======== Available data
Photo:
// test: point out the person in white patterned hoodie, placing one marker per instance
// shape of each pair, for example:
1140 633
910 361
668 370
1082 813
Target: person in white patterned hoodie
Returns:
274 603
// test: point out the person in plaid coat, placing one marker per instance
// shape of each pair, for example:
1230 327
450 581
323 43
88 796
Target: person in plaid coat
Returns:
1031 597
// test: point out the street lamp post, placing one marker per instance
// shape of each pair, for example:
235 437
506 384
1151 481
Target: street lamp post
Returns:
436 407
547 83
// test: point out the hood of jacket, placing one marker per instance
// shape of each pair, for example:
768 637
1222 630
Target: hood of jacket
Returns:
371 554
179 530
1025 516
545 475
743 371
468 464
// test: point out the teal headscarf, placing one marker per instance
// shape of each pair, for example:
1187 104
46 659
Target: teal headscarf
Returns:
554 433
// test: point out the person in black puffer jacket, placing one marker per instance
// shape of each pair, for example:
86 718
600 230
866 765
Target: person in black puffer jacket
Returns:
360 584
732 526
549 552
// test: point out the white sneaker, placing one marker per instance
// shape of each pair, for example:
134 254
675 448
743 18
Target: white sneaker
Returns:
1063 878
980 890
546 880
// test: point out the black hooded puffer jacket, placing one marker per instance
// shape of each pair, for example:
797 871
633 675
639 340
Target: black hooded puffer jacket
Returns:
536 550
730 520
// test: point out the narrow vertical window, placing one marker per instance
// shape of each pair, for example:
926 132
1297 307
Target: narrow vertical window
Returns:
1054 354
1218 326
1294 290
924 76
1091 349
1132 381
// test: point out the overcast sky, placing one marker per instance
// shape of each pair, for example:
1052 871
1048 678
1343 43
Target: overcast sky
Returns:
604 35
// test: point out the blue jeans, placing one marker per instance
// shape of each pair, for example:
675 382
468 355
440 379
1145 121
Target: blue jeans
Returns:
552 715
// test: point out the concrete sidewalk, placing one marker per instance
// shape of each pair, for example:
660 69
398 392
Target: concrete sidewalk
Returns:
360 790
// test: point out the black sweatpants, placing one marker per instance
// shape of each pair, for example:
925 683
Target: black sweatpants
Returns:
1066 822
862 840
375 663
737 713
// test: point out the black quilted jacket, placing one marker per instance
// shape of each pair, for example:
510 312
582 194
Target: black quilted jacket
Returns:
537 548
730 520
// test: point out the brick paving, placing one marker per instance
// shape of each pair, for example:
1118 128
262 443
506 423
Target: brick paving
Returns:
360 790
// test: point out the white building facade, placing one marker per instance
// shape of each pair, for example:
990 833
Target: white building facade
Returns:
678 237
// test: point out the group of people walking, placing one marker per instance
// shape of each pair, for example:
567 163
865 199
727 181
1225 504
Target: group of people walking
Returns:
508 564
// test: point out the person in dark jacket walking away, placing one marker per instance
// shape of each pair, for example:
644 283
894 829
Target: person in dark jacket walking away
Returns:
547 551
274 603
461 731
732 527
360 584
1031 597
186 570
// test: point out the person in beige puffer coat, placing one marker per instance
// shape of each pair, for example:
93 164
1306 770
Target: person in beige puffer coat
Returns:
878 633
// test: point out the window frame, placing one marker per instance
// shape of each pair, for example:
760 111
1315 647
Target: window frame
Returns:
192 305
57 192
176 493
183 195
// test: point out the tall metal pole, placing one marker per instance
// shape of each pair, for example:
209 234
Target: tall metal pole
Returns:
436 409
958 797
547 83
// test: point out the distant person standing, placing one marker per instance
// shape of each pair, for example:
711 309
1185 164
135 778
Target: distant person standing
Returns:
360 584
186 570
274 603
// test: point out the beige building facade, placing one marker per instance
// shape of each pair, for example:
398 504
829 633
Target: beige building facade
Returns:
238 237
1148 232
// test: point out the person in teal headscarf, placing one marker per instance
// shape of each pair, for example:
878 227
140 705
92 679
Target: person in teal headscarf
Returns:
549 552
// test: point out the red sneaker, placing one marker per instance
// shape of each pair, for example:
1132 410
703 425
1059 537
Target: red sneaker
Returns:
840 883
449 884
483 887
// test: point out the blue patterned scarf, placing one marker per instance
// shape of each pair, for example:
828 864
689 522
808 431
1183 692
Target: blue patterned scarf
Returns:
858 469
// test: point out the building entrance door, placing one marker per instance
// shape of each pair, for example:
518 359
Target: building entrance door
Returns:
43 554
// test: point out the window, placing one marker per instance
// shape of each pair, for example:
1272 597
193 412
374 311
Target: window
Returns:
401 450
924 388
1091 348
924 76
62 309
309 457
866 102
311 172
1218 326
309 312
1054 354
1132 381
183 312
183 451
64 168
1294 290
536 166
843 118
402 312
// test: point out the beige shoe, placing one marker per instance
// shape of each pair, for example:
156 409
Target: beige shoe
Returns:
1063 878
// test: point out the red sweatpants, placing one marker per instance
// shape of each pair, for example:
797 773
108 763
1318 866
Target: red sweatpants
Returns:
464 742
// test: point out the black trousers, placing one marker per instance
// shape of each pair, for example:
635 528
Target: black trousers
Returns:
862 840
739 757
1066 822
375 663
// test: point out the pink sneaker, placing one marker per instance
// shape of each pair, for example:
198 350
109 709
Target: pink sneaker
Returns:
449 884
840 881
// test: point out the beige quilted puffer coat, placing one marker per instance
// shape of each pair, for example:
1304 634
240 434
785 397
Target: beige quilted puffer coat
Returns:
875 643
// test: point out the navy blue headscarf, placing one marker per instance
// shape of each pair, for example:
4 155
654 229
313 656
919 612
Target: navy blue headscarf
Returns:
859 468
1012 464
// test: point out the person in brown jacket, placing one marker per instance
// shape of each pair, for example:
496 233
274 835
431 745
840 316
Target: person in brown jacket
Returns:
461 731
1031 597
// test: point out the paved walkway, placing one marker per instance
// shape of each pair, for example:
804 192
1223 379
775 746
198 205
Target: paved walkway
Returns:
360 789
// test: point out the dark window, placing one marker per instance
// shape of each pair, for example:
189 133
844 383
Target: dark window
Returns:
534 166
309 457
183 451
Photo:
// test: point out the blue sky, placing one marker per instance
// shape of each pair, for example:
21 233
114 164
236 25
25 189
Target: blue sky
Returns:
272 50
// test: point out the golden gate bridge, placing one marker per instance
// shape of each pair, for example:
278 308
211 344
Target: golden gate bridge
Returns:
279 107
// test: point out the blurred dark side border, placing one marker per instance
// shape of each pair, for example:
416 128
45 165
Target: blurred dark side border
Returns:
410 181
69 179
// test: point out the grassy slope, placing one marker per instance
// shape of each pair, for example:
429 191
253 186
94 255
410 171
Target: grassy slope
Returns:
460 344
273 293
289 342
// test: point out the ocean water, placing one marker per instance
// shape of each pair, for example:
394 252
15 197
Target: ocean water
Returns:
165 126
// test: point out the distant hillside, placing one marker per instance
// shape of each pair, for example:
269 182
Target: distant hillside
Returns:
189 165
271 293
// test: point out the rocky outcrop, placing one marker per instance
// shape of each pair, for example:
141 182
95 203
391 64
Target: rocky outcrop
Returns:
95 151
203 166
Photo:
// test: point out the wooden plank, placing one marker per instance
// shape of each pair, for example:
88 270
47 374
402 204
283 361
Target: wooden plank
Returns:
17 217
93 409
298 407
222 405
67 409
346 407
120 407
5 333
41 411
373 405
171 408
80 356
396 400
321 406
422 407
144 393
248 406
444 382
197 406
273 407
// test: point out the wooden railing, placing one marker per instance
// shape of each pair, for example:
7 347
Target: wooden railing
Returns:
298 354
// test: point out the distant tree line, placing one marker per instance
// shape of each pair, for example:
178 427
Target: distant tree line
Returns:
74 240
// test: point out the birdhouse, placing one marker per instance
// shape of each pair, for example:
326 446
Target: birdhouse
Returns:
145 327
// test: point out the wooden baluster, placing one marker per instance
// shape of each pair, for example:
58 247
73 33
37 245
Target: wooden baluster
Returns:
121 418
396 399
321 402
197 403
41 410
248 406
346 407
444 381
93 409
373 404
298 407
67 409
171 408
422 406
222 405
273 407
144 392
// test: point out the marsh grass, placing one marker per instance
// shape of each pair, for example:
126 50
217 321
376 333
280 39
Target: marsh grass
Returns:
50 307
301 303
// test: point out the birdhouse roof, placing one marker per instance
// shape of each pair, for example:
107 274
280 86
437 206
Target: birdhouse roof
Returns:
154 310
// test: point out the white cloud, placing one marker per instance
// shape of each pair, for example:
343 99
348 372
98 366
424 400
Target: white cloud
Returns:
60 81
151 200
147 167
================
● **Your objective**
Whenever the string "roof" shows up in a line of the entries, copy that line.

● **Output of the task**
// test: point out the birdhouse roof, placing one marker per instance
Target: birdhouse roof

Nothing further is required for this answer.